» Instructions for the task:
Repeat exactly the lines of the listing from the line containing "task | indicate the street lamp" through its last line, and nothing beyond them.

» Stored rows:
####
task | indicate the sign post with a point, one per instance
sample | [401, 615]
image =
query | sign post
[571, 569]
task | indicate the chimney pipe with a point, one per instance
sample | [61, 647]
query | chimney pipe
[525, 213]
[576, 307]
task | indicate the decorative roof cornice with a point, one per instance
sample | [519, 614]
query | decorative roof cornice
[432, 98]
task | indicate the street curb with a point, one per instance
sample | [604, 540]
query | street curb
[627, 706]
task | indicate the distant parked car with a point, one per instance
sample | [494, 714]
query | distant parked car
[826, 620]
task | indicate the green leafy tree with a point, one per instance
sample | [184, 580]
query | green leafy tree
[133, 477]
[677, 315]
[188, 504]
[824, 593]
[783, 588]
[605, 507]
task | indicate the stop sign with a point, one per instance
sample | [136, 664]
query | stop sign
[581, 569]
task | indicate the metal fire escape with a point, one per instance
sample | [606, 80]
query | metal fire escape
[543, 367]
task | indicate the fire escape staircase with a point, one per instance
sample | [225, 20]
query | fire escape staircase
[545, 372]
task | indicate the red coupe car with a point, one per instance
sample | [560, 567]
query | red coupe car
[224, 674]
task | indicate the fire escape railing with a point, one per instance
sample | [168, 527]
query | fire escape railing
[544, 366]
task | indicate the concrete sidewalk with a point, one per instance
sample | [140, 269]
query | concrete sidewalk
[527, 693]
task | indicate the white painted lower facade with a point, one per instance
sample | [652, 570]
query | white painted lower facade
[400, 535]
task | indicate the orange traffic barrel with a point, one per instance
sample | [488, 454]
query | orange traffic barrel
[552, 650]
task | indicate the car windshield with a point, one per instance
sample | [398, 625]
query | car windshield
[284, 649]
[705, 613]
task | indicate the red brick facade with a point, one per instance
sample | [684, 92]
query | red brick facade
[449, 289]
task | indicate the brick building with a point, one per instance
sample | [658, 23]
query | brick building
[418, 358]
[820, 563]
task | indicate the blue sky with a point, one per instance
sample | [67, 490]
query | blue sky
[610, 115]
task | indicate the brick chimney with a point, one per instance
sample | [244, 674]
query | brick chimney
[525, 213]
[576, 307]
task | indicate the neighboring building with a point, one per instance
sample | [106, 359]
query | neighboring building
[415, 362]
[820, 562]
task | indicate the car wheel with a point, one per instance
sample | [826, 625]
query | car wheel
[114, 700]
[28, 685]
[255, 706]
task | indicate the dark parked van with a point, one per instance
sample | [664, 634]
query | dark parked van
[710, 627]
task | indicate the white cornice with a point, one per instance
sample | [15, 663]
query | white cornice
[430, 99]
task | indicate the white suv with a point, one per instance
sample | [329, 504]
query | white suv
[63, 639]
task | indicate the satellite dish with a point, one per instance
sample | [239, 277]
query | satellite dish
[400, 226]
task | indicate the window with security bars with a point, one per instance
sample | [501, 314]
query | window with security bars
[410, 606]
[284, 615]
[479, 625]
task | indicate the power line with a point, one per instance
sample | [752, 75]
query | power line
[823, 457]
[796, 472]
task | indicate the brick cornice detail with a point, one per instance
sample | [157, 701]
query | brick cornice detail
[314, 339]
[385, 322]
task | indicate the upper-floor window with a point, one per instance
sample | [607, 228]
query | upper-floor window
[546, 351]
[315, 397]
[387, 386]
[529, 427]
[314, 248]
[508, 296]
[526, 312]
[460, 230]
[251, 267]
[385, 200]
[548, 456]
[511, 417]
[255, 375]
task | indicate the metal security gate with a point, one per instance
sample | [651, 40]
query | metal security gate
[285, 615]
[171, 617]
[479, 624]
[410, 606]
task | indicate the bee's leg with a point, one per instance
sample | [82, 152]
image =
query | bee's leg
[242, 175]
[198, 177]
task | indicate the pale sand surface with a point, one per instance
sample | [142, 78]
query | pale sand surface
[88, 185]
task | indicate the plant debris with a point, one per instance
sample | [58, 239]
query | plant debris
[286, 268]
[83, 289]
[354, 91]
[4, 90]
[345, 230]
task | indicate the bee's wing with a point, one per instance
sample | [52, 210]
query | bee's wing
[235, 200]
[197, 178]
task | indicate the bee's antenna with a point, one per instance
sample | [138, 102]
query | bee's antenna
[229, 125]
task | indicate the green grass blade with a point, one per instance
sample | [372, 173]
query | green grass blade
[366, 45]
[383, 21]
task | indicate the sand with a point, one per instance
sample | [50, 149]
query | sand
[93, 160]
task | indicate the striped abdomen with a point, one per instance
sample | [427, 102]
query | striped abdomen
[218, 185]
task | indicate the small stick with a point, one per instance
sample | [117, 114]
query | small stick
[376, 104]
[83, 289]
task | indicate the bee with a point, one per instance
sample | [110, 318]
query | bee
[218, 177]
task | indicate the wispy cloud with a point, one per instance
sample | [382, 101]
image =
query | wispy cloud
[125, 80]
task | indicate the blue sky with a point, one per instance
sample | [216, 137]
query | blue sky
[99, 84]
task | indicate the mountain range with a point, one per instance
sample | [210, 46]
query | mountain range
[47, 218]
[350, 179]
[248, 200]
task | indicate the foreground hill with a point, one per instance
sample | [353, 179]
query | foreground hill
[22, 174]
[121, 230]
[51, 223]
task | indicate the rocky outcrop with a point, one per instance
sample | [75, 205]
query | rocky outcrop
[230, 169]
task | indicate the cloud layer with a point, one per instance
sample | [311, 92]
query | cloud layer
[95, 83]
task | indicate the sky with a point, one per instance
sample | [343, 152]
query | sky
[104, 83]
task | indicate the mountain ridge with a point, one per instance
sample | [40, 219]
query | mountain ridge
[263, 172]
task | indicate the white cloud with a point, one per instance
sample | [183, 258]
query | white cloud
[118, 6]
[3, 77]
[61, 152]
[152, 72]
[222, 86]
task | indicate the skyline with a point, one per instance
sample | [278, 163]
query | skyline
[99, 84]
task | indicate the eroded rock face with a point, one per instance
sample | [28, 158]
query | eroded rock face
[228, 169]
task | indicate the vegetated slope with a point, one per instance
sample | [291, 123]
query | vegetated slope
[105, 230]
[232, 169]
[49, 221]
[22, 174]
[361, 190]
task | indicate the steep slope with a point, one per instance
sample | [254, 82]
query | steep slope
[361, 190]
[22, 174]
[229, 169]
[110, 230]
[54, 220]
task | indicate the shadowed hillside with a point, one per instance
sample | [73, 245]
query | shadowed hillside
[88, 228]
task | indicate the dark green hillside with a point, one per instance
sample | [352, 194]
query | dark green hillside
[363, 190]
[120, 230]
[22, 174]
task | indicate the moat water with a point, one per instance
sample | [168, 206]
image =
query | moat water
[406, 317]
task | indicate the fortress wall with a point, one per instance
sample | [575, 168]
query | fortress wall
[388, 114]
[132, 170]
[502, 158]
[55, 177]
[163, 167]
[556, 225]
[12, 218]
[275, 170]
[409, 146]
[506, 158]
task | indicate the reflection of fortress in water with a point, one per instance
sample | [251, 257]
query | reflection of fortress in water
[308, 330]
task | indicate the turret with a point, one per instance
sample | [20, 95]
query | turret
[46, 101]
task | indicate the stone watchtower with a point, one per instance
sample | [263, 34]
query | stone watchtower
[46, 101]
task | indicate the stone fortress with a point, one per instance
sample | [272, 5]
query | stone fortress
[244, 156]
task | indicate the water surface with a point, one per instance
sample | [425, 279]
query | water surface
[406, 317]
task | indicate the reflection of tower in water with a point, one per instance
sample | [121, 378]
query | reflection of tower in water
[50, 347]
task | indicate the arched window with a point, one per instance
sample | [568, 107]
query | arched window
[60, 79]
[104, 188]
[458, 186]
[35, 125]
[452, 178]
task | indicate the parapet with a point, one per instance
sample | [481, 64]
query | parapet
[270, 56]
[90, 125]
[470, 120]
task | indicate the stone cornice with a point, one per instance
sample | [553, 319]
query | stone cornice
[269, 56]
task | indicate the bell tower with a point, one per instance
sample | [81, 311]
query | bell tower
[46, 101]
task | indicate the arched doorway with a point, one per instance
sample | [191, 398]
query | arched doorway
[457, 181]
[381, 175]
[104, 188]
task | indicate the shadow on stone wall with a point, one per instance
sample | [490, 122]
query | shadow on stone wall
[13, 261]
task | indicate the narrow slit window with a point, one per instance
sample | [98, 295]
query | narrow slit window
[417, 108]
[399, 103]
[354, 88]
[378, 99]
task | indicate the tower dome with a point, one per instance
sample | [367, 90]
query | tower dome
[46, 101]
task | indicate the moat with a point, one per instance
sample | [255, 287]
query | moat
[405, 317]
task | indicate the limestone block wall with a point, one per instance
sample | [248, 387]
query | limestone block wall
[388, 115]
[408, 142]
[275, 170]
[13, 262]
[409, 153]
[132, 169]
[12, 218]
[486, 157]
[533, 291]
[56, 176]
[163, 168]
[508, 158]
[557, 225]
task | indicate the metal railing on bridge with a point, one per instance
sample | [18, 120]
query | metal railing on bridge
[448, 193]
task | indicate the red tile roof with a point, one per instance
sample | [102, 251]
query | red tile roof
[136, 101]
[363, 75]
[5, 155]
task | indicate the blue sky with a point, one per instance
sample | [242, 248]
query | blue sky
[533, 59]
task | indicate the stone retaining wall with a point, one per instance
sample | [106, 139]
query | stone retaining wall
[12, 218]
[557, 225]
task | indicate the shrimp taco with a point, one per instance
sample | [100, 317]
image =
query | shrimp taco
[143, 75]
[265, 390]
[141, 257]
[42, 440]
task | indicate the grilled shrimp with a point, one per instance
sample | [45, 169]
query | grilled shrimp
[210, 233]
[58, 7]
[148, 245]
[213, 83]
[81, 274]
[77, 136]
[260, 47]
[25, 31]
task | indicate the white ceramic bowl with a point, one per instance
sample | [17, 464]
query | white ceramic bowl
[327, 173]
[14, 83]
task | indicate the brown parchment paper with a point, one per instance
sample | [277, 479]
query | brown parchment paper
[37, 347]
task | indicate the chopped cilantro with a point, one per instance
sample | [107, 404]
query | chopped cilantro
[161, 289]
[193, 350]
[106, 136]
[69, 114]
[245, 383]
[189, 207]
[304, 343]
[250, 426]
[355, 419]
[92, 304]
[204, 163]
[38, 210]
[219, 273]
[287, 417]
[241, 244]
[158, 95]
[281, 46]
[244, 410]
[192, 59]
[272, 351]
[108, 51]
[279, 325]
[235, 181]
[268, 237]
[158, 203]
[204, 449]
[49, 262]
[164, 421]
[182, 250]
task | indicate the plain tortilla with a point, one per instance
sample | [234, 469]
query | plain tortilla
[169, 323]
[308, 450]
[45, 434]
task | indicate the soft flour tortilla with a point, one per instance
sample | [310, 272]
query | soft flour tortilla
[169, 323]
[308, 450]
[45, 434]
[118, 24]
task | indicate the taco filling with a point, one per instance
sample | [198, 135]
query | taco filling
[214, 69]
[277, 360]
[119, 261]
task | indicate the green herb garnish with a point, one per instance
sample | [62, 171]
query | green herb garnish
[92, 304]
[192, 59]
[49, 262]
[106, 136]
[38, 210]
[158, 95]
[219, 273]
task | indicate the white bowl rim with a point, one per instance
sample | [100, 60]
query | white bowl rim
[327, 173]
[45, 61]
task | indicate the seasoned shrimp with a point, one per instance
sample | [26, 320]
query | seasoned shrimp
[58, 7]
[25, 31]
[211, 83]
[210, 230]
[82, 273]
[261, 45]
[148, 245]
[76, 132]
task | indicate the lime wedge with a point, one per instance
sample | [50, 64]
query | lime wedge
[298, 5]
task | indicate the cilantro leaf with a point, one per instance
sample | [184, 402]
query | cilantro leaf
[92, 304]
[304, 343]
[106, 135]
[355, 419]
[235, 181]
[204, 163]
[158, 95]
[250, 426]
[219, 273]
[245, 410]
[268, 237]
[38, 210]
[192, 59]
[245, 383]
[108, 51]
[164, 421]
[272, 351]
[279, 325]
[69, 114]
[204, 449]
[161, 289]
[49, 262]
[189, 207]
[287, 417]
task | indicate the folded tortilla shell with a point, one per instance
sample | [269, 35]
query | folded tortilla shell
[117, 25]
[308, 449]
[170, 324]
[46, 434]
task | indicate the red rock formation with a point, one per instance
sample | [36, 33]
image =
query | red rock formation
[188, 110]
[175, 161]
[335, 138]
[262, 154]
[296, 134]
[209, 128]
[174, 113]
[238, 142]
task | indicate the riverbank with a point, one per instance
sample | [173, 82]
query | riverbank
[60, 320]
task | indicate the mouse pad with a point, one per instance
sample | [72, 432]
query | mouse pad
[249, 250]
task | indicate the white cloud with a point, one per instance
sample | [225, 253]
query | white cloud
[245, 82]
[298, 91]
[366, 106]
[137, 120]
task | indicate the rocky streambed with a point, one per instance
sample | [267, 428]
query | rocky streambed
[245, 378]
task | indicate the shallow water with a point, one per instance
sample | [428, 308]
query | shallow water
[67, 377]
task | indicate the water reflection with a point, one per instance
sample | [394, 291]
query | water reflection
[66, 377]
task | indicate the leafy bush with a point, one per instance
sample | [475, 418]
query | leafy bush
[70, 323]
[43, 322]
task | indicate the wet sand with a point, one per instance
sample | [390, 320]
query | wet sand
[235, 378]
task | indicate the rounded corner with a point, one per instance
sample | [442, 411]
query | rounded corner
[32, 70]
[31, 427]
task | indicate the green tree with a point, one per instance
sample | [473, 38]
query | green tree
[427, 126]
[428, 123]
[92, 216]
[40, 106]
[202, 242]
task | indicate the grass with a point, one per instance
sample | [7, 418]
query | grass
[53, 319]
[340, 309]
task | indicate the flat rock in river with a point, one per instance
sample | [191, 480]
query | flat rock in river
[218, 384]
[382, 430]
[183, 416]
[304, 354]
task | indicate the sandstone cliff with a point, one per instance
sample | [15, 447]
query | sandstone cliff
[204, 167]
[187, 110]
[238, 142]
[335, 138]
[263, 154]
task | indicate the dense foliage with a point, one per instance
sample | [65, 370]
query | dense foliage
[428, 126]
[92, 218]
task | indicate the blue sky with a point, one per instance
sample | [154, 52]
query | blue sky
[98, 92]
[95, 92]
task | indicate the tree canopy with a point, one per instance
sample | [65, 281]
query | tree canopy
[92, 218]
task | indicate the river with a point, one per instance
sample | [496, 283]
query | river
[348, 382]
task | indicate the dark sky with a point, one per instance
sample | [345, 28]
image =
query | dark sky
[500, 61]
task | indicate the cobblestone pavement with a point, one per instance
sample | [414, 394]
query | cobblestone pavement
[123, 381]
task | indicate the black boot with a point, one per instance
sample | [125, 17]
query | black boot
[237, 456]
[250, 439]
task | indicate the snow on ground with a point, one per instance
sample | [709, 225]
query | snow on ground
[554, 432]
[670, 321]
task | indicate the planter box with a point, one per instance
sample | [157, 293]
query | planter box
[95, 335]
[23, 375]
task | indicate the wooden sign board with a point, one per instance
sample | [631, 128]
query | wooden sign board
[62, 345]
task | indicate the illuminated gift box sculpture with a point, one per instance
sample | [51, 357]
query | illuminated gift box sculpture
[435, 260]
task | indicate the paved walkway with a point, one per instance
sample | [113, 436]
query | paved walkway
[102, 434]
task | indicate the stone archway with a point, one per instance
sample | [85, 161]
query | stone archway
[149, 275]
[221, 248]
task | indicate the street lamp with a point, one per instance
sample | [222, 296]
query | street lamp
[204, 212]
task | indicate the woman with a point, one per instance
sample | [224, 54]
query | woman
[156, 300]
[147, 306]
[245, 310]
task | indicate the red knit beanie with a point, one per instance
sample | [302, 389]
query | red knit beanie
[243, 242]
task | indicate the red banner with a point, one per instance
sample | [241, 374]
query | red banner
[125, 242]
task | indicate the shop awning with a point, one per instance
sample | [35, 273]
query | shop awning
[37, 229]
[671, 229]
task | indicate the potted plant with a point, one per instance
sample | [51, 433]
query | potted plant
####
» Worked solution:
task | indicate the street lamp with a point, one per instance
sample | [222, 296]
query | street lamp
[204, 212]
task | indicate the woman with a point, one per instance
sample | [224, 54]
query | woman
[156, 300]
[147, 306]
[245, 310]
task | indicate the red knit beanie with a point, one per instance
sample | [302, 389]
query | red knit beanie
[243, 242]
task | indicate the red banner with a point, one per instance
sample | [241, 374]
query | red banner
[125, 242]
task | indicate the shop awning with a point, one per instance
sample | [35, 273]
query | shop awning
[37, 229]
[671, 229]
task | indicate the potted plant with a point, one per instance
sample | [51, 433]
query | potted plant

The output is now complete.